*** Records

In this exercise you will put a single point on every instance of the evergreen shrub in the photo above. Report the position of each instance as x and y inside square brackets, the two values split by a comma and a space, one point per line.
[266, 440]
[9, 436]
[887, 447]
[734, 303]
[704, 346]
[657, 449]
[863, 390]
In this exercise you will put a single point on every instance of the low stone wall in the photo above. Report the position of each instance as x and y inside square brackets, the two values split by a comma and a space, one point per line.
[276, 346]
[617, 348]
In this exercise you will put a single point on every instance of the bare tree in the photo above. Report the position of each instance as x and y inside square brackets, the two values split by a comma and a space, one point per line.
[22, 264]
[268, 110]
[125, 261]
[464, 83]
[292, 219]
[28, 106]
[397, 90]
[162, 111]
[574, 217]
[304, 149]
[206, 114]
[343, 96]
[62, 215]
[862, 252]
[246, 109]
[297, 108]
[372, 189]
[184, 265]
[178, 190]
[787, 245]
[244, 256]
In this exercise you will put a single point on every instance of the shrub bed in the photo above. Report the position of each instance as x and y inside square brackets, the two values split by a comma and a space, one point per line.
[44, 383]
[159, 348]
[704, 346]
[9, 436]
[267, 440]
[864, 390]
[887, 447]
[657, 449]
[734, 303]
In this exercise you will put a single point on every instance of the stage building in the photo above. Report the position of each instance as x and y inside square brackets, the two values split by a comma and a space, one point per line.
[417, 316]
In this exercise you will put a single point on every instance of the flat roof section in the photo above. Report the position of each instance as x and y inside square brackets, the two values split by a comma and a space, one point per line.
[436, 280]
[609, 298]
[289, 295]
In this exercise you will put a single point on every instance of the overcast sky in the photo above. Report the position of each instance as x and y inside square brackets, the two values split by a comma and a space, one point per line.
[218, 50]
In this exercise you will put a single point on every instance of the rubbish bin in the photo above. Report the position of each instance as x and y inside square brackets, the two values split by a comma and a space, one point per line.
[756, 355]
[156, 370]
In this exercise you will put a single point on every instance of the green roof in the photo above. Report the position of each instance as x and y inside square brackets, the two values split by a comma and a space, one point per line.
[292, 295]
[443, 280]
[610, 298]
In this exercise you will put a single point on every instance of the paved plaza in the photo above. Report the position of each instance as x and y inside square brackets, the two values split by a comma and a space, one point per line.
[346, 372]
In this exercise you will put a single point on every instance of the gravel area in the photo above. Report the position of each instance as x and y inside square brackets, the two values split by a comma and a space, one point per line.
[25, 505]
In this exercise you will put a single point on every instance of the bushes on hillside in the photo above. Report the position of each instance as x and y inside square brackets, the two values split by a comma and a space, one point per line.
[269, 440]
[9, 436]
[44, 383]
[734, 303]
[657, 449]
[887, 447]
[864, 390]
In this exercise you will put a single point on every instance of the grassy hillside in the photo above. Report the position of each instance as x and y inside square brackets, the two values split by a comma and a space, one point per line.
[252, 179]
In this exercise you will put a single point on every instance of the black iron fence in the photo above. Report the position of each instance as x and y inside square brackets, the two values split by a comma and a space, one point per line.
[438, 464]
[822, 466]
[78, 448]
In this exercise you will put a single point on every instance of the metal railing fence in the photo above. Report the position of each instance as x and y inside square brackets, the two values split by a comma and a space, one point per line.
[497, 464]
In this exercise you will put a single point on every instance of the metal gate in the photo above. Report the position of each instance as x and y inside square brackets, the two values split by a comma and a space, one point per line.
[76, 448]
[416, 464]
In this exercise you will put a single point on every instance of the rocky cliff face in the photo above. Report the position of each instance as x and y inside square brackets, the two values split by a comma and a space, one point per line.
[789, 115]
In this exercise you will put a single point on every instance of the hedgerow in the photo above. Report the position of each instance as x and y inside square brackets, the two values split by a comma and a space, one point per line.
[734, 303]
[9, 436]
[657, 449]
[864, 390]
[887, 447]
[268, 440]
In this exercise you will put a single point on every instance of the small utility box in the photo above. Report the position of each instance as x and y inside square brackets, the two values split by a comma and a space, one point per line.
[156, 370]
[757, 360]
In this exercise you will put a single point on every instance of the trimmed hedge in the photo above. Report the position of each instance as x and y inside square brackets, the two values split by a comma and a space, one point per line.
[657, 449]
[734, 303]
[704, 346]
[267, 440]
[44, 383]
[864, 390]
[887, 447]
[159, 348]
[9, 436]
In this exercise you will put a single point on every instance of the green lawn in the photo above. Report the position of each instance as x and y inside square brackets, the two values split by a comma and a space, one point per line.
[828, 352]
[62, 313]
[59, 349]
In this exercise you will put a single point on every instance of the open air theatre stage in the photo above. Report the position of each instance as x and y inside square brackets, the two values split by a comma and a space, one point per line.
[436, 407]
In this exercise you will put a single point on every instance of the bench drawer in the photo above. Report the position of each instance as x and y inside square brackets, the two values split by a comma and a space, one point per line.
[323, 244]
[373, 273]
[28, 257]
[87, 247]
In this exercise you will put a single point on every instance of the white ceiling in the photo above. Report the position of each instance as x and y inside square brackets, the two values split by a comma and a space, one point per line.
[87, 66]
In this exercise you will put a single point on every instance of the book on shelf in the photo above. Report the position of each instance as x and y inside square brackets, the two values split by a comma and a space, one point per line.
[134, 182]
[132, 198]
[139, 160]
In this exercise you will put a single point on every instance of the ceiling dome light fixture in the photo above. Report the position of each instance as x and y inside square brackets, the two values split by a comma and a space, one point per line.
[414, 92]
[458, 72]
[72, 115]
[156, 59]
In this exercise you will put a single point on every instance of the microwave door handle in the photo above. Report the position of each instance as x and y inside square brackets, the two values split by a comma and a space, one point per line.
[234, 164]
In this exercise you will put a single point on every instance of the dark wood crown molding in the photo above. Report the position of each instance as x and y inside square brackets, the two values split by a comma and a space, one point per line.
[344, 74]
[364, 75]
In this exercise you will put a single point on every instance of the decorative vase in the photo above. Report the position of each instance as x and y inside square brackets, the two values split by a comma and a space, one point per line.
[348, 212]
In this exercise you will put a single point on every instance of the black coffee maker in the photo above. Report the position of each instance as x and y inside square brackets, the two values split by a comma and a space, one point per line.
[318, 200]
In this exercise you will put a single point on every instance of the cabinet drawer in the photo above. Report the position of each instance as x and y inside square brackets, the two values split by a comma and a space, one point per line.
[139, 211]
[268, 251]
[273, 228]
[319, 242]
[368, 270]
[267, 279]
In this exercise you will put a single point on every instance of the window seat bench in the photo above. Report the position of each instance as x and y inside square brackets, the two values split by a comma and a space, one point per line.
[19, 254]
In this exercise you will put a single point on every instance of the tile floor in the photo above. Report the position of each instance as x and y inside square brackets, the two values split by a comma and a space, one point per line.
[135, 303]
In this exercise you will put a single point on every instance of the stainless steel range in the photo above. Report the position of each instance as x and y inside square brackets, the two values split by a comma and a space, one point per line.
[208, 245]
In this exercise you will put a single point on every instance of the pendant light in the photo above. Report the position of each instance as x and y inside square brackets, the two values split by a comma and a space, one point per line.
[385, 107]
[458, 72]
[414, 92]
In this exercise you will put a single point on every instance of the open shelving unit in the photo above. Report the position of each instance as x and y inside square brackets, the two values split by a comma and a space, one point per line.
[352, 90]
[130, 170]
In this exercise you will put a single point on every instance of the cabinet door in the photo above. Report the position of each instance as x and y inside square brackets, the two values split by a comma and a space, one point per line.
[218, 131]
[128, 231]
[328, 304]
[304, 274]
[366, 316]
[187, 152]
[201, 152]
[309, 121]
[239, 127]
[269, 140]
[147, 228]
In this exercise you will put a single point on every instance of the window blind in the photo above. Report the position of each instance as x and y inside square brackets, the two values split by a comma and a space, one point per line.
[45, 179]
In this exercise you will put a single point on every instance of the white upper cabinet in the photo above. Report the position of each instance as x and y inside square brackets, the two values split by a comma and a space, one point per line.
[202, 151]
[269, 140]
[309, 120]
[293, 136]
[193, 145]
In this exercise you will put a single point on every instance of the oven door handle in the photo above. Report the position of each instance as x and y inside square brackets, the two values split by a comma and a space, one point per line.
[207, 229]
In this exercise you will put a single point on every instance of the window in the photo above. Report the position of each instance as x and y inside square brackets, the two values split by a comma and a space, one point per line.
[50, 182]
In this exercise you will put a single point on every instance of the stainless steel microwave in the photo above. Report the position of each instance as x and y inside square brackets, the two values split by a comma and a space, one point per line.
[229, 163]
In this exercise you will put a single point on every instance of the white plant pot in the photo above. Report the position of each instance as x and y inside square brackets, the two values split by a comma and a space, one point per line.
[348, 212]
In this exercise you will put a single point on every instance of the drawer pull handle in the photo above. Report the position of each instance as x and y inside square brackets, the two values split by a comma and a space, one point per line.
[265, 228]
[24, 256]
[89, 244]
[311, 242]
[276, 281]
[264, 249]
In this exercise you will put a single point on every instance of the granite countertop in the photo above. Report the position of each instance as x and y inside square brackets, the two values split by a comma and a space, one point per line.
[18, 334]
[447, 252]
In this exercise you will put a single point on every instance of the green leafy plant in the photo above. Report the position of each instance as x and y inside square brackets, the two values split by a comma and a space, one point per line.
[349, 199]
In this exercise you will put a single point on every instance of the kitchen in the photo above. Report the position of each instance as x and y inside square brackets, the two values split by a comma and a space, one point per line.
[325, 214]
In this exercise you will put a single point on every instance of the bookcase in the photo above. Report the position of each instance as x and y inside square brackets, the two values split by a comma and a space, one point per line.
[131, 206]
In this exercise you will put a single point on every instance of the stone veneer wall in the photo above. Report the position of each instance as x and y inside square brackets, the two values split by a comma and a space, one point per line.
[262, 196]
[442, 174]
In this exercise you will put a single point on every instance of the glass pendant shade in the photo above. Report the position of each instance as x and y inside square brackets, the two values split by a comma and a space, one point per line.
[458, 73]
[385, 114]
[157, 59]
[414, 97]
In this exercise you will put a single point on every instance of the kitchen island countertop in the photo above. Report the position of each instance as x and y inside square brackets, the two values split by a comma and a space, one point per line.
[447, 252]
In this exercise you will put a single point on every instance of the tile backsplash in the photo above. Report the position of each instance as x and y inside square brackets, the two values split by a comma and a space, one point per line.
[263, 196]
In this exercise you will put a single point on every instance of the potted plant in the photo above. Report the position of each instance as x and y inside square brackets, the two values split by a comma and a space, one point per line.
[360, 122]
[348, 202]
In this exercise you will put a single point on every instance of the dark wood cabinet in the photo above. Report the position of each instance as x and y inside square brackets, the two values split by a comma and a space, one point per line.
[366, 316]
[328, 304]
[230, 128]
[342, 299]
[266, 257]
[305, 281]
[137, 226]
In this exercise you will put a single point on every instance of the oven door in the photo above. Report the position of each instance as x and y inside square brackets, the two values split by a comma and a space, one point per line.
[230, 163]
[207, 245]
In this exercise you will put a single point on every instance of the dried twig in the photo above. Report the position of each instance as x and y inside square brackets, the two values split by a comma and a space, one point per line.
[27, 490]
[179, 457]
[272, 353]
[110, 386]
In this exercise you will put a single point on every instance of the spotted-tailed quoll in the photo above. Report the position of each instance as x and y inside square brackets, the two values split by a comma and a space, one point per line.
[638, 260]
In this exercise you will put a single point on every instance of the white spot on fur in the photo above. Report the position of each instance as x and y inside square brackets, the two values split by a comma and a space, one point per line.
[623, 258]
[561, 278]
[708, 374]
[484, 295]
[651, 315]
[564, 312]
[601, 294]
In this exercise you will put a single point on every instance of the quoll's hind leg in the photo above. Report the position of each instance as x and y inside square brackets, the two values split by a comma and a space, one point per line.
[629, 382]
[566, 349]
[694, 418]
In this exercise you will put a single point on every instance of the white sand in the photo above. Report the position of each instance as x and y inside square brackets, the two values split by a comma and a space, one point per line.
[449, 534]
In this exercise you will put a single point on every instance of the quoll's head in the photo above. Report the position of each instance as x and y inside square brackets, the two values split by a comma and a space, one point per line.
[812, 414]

******

Transcribe exactly, and only, the lines from the one bearing "of the spotted-tailed" through the last line of the entries, counting both.

In this exercise you will put a single point on every instance of the spotted-tailed quoll in the photo above. Report the position of each instance as x and y inside square brackets, the two values split by a comma and a space, one point per line.
[638, 260]
In this exercise you will put a single point on every instance of the white spot on fur in the photo above. Report the position of each instance as x and y inside square brackets, the two values split by a comma and a space, one point per line.
[623, 258]
[561, 278]
[708, 374]
[484, 295]
[651, 315]
[564, 312]
[601, 294]
In this exercise you will put a single point on every instance of the quoll's hind leg in the photo above. Report the position of each instance as x and y inside square brackets, the two values split by a comma and a space, one point per line.
[629, 382]
[566, 349]
[694, 418]
In this exercise you will put a single point on every instance of the white sand in the photo above. Report the position of each instance as x and y inside square brackets, the two values split by a comma and a space, one point per line.
[449, 534]
In this exercise you will put a single point on every instance of the quoll's head in the photo above. Report the position of each instance as x and y inside square brackets, the two values split by a comma and a space, one point per line.
[812, 414]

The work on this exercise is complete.